| What the exercise asks |
Below are lines of data, and only some are wanted. Please repeat exactly those from the line that has "pixel 361 224" through the line that has "pixel 69 212".

**** Given information

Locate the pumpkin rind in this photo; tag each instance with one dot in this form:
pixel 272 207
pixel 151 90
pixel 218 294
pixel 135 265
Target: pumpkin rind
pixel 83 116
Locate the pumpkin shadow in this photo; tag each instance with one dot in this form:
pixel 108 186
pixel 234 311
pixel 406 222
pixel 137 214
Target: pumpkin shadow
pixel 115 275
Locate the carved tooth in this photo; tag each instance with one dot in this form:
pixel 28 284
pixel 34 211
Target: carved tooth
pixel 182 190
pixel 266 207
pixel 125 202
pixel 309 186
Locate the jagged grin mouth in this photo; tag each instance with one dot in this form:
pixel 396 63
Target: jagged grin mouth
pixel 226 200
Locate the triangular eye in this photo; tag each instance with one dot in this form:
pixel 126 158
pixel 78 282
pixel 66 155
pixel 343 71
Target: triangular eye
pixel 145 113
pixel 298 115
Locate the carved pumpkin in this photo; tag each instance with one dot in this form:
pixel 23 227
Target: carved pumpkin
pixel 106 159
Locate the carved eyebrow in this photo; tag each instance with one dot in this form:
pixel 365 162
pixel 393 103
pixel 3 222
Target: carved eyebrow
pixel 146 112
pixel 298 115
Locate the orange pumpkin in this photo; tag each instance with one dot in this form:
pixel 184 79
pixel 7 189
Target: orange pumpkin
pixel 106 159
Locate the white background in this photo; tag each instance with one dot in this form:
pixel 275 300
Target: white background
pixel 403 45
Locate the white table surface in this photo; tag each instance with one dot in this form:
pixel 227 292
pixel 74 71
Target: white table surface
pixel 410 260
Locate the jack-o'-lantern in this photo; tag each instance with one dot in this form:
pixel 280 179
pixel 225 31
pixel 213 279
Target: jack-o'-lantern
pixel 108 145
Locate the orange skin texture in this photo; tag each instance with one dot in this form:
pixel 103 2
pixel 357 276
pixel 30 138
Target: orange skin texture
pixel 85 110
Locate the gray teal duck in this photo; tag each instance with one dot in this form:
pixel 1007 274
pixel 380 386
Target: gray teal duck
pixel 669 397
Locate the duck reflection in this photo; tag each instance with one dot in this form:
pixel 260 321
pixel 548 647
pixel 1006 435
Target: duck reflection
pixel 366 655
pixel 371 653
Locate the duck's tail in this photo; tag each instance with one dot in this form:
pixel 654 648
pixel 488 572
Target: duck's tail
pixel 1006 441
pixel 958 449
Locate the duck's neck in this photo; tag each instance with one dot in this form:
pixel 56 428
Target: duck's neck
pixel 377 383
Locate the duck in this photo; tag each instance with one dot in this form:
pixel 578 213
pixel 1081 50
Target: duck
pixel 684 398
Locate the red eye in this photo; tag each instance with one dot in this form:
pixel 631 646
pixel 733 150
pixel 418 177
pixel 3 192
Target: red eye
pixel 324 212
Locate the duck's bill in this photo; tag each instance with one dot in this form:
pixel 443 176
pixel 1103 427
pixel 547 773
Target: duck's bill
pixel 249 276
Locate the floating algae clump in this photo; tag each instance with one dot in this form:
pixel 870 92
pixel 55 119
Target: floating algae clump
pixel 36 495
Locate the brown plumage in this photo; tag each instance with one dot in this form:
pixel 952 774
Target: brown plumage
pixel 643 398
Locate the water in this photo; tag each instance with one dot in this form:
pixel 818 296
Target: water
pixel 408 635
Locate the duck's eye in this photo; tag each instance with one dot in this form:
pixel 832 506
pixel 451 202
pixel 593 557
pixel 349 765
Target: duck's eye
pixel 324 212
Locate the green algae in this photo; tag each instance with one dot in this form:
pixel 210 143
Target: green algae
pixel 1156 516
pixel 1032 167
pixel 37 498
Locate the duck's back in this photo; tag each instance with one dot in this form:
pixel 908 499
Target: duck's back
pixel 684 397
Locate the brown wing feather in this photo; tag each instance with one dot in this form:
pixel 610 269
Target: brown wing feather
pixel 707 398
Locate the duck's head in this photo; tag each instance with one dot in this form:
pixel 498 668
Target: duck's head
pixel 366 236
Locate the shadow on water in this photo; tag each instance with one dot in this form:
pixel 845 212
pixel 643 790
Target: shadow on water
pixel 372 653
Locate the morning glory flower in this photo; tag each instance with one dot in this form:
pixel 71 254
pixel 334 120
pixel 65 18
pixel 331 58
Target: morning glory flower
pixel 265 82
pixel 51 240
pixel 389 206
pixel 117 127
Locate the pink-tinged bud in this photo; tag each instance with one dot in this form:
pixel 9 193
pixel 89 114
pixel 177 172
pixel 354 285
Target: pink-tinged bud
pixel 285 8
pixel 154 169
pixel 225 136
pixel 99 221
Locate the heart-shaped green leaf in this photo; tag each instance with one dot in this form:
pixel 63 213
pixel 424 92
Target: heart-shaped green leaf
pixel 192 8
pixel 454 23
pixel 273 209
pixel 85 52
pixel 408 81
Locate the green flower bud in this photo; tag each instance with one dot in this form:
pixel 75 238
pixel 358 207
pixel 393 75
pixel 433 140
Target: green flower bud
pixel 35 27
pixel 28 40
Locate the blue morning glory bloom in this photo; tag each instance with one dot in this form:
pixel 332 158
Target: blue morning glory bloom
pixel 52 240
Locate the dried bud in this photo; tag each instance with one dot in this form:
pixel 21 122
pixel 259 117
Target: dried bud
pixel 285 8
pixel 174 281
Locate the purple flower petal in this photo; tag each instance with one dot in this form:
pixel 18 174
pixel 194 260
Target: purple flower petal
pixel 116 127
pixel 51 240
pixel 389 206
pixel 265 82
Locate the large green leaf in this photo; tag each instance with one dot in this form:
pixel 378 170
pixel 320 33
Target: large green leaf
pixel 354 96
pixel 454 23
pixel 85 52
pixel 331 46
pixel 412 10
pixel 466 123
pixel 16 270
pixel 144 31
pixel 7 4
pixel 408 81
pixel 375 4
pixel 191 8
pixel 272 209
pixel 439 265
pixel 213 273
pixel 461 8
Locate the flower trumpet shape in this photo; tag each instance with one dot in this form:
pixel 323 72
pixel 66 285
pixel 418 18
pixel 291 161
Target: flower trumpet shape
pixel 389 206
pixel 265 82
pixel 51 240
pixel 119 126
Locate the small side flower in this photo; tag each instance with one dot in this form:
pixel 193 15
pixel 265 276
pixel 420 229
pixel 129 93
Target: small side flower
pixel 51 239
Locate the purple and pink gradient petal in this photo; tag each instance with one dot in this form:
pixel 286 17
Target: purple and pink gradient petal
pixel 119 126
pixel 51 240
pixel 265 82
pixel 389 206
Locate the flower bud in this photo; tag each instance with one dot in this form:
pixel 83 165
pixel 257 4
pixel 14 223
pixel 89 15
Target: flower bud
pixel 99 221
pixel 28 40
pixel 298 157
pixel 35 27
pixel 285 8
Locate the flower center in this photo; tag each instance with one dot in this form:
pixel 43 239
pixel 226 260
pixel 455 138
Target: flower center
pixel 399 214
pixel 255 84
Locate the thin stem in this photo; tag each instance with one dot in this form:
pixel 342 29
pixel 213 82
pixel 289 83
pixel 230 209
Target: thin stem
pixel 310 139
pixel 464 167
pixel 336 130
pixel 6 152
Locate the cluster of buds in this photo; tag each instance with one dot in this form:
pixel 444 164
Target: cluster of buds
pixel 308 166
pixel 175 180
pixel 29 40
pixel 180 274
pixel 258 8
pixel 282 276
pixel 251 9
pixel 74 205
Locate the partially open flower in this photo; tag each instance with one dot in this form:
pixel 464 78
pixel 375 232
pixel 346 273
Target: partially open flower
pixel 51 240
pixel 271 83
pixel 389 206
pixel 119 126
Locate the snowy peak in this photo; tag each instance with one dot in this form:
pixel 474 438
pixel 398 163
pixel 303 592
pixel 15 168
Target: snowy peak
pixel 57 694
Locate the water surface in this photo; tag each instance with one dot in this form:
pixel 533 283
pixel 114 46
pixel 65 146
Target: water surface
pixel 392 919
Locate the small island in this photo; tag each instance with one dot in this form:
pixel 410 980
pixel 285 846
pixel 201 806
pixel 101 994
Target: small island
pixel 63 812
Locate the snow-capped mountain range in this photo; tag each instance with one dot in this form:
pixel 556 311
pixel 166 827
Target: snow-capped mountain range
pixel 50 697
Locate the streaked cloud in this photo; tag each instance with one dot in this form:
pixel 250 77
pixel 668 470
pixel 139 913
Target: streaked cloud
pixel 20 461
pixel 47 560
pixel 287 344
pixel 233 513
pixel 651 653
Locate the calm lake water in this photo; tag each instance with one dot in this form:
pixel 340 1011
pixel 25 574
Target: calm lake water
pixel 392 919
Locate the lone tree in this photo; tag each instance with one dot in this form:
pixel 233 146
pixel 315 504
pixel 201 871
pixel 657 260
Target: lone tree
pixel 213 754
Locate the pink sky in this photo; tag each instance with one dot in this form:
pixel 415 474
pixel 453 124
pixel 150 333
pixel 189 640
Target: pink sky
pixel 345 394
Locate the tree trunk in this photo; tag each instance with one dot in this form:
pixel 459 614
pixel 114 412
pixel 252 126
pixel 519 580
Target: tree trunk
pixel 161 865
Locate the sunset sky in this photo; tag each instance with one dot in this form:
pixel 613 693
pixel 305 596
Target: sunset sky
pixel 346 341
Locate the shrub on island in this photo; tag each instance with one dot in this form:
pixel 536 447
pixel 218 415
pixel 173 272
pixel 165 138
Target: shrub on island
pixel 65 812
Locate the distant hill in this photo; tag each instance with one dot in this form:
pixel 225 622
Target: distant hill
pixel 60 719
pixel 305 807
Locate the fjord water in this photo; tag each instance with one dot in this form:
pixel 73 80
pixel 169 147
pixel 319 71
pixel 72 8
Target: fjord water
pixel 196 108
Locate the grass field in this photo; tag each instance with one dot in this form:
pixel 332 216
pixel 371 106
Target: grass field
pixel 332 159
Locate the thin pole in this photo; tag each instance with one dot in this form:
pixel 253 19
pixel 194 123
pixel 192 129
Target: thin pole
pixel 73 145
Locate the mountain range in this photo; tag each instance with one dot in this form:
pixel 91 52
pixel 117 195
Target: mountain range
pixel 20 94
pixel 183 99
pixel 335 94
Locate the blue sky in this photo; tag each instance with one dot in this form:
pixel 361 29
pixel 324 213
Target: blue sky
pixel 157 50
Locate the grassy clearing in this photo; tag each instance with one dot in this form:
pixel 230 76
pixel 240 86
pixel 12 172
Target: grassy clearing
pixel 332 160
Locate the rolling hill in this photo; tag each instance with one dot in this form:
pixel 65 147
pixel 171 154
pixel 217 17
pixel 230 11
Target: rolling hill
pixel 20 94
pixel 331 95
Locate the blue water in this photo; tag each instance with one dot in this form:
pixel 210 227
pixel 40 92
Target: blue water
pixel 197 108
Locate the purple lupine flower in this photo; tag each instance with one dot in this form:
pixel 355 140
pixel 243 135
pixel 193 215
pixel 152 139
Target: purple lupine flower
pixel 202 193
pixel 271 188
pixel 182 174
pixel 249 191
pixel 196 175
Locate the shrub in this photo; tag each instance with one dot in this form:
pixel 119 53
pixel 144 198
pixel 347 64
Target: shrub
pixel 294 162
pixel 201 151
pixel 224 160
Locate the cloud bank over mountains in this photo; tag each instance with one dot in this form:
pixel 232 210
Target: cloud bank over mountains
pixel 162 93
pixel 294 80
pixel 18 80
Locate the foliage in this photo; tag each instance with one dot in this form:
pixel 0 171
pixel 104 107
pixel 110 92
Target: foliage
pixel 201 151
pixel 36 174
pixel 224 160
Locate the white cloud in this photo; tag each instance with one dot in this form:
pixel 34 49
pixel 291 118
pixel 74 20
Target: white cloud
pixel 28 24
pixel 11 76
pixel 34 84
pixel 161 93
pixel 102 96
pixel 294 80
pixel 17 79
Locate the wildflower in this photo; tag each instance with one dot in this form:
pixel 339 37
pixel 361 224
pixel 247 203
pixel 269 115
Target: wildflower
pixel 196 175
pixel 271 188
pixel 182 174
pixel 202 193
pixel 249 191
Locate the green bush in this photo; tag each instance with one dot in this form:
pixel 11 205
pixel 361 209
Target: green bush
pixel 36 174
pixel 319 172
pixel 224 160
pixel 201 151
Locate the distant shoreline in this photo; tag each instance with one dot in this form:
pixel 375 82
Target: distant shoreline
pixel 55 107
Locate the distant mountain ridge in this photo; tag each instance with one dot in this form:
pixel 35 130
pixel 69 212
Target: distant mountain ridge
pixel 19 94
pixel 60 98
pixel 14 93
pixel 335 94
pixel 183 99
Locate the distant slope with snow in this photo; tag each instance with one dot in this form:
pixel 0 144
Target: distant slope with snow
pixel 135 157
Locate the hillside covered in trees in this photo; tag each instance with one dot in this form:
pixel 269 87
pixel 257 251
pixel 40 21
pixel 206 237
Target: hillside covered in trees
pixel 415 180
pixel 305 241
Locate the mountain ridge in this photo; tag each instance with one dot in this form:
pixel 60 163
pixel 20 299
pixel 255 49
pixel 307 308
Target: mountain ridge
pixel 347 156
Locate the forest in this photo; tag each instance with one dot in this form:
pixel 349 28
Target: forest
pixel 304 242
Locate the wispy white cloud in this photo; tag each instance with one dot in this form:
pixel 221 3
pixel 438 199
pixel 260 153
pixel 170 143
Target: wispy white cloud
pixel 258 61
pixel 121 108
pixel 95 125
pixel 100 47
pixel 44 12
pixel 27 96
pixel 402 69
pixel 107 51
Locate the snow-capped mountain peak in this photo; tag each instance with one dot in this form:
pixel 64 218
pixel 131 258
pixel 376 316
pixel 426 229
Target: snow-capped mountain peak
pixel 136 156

********

| Output for this task |
pixel 361 224
pixel 247 203
pixel 269 115
Target: wildflower
pixel 196 175
pixel 271 188
pixel 182 174
pixel 202 193
pixel 249 191
Locate the green bush in this photo; tag each instance with one dot in this form:
pixel 11 205
pixel 361 209
Target: green bush
pixel 36 174
pixel 319 172
pixel 224 160
pixel 201 151
Locate the distant shoreline in this photo; tag each instance with one dot in this form:
pixel 375 82
Target: distant shoreline
pixel 55 107
Locate the distant mountain ridge in this photo; tag each instance with one dot in this form:
pixel 35 130
pixel 69 212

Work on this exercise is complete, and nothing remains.